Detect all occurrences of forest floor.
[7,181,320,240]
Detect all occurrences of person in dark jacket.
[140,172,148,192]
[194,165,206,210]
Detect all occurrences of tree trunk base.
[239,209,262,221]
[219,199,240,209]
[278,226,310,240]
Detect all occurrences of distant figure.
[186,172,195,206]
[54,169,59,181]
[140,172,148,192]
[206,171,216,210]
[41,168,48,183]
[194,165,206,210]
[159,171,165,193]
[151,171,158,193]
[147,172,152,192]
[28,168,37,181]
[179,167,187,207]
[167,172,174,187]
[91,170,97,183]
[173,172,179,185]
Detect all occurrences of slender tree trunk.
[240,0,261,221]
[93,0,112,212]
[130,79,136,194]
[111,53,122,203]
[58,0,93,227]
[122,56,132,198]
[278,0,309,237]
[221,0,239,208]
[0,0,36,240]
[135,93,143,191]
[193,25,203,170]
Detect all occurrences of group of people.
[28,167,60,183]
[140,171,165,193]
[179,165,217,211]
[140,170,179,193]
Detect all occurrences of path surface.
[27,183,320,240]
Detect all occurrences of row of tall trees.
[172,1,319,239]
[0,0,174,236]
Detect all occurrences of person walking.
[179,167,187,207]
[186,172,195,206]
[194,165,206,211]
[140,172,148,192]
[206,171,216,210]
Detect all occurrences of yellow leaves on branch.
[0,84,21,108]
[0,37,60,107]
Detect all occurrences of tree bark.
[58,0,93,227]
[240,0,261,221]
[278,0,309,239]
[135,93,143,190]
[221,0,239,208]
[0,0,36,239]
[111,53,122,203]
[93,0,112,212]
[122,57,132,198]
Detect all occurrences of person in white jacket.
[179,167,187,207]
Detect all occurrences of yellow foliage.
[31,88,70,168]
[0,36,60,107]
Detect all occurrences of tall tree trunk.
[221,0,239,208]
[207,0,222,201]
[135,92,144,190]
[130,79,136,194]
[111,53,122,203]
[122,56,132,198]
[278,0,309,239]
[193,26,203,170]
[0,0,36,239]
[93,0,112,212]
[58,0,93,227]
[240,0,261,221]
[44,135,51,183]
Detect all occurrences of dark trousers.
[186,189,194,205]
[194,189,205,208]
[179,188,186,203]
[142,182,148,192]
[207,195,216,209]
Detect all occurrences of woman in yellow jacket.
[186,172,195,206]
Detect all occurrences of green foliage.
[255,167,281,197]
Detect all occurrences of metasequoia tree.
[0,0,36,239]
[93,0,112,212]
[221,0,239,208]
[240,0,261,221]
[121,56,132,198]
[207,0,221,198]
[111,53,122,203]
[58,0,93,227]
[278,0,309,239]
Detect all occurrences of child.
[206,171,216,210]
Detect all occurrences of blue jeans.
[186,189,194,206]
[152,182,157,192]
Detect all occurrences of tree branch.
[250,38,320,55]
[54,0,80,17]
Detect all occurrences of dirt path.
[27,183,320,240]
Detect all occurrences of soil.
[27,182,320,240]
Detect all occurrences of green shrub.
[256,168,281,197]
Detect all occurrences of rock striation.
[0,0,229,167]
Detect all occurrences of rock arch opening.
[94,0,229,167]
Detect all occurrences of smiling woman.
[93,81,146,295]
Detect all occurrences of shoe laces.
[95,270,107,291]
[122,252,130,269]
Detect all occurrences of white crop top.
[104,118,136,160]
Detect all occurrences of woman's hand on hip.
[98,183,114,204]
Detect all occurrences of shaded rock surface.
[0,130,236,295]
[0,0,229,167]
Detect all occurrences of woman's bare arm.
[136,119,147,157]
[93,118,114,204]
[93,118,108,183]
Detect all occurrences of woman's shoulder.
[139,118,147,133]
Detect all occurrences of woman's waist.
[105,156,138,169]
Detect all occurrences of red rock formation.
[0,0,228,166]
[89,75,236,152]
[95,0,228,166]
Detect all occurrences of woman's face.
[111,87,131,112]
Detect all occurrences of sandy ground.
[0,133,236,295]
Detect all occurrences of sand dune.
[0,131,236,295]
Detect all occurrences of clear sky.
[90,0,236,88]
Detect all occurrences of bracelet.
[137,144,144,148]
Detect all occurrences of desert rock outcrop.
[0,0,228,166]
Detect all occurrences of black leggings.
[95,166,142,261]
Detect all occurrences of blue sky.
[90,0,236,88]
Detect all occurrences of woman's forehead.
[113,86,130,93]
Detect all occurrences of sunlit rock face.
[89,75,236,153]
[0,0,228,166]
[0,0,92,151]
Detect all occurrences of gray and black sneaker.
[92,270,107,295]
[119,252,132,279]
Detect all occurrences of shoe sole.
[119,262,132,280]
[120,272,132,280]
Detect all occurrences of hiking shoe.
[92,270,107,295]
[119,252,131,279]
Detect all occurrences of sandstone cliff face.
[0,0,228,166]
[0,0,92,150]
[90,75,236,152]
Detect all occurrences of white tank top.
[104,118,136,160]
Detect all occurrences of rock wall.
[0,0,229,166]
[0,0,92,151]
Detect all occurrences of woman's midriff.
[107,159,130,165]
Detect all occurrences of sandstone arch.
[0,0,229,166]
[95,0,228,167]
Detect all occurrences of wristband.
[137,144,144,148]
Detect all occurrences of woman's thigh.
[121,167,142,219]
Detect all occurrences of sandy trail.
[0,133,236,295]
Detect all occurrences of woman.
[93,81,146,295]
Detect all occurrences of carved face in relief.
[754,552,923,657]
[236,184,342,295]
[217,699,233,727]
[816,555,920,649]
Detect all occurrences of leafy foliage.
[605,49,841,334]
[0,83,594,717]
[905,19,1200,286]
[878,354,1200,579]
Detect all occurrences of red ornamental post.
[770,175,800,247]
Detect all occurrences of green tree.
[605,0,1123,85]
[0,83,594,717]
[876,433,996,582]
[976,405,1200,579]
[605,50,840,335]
——————
### What the task requires:
Reproduce every record above verbatim, in its original order and without changing any line.

### Exercise solution:
Detect all occurrences of forest floor.
[7,181,320,240]
Detect all occurrences of person in dark jacket.
[140,172,148,192]
[194,165,206,210]
Detect all occurrences of tree trunk base.
[239,209,262,221]
[219,199,240,209]
[278,226,310,240]
Detect all occurrences of distant figure.
[186,172,195,206]
[54,169,59,181]
[140,172,148,192]
[206,171,216,210]
[41,168,48,183]
[194,165,206,210]
[159,171,165,193]
[151,171,158,193]
[147,172,152,192]
[28,168,37,181]
[179,167,187,207]
[167,172,174,187]
[91,170,97,183]
[173,172,179,185]
Detect all occurrences of slender tree trunk.
[240,0,261,221]
[93,0,112,212]
[130,79,136,194]
[111,53,122,203]
[58,0,93,227]
[122,56,132,198]
[278,0,309,237]
[221,0,239,208]
[0,0,36,240]
[135,93,143,191]
[193,25,203,170]
Detect all occurrences of group of people.
[28,167,60,183]
[140,171,165,193]
[179,165,217,211]
[140,170,179,193]
Detect all occurrences of path surface.
[27,183,320,240]
Detect all occurrences of row of tall trees.
[172,1,319,239]
[0,0,174,236]
Detect all occurrences of person walking.
[179,167,187,207]
[186,172,195,206]
[194,165,206,211]
[140,172,148,192]
[206,171,216,210]
Detect all occurrences of yellow leaves on branch.
[0,84,21,108]
[0,37,60,107]
Detect all occurrences of tree bark.
[58,0,93,227]
[240,0,261,221]
[278,0,309,239]
[135,93,143,190]
[221,0,239,208]
[0,0,36,239]
[111,53,122,203]
[93,0,112,212]
[122,57,132,198]
Detect all occurrences of person in white jacket.
[179,167,187,207]
Detect all occurrences of yellow foliage.
[31,88,70,168]
[0,36,60,107]
Detect all occurrences of tall tree trunk.
[221,0,239,208]
[207,0,222,201]
[135,92,144,190]
[130,79,136,194]
[111,53,122,203]
[122,56,132,198]
[278,0,309,239]
[193,26,203,170]
[0,0,36,239]
[93,0,112,212]
[58,0,93,227]
[240,0,261,221]
[44,135,51,183]
Detect all occurrences of dark trousers.
[186,189,194,205]
[194,189,205,208]
[179,188,186,203]
[142,182,148,192]
[207,195,216,209]
Detect all occurrences of woman in yellow jacket.
[186,172,195,206]
Detect all occurrences of green foliage.
[255,167,281,197]
Detect all occurrences of metasequoia tree.
[0,0,36,239]
[93,0,112,212]
[221,0,239,208]
[240,0,261,221]
[121,56,132,198]
[207,0,221,198]
[111,53,122,203]
[58,0,93,227]
[278,0,309,239]
Detect all occurrences of child.
[206,171,216,210]
Detect all occurrences of blue jeans.
[186,189,194,206]
[152,182,157,192]
Detect all occurrences of tree branch.
[250,38,320,55]
[54,0,80,17]
Detect all occurrences of dirt path.
[27,183,320,240]
Detect all occurrences of soil.
[27,182,320,240]
Detect all occurrences of green shrub.
[256,168,281,197]
Detect all occurrences of rock striation.
[0,0,229,167]
Detect all occurrences of rock arch opening.
[94,0,229,167]
Detect all occurrences of smiling woman.
[93,81,146,295]
Detect all occurrences of shoe laces.
[95,270,107,291]
[122,252,130,269]
Detect all occurrences of white crop top.
[104,118,136,160]
Detect all occurrences of woman's hand on hip.
[98,183,114,204]
Detect all occurrences of shaded rock surface.
[0,130,236,295]
[0,0,229,167]
Detect all occurrences of woman's bare arm.
[136,119,147,157]
[93,118,114,204]
[93,118,108,183]
Detect all occurrences of woman's shoulder.
[139,118,147,133]
Detect all occurrences of woman's waist.
[105,156,138,169]
Detect all occurrences of red rock formation.
[0,0,228,166]
[89,75,236,152]
[95,0,228,166]
Detect all occurrences of woman's face.
[111,87,131,112]
Detect all occurrences of sandy ground.
[0,133,236,295]
Detect all occurrences of sand dune.
[0,131,236,295]
Detect all occurrences of clear sky.
[90,0,236,88]
Detect all occurrences of bracelet.
[137,144,144,148]
Detect all occurrences of desert rock outcrop.
[0,0,228,166]
Detect all occurrences of black leggings.
[95,166,142,261]
Detect all occurrences of blue sky.
[90,0,236,88]
Detect all occurrences of woman's forehead.
[113,86,130,93]
Detect all occurrences of sunlit rock face.
[89,75,236,153]
[0,0,228,166]
[0,0,92,151]
Detect all occurrences of gray and black sneaker.
[92,270,107,295]
[119,252,132,279]
Detect all occurrences of shoe sole.
[119,262,132,280]
[120,272,132,280]
Detect all occurrences of hiking shoe.
[92,270,107,295]
[119,252,131,279]
Detect all occurrences of sandstone cliff face.
[0,0,228,166]
[0,0,92,150]
[90,75,236,152]
Detect all occurrences of white tank top.
[104,118,136,160]
Detect all occurrences of rock wall.
[0,0,229,166]
[0,0,92,151]
Detect all occurrences of woman's midriff.
[107,159,130,165]
Detect all occurrences of sandstone arch.
[0,0,229,166]
[95,0,228,167]
Detect all occurrences of wristband.
[137,144,144,148]
Detect all occurrences of woman's thigh.
[121,167,142,219]
Detect all occurrences of sandy trail.
[0,133,236,295]
Detect all occurrences of woman.
[93,81,146,295]
Detect all occurrences of carved face in relief.
[754,552,923,657]
[236,184,342,295]
[217,699,233,727]
[816,555,920,649]
Detect all occurrences of leafy foliage.
[605,49,841,334]
[0,83,594,717]
[905,19,1200,286]
[878,354,1200,579]
Detect all occurrences of red ornamental post.
[770,175,800,247]
Detect all occurrences of green tree.
[605,0,1123,85]
[0,83,594,717]
[876,433,996,582]
[976,405,1200,579]
[605,50,840,335]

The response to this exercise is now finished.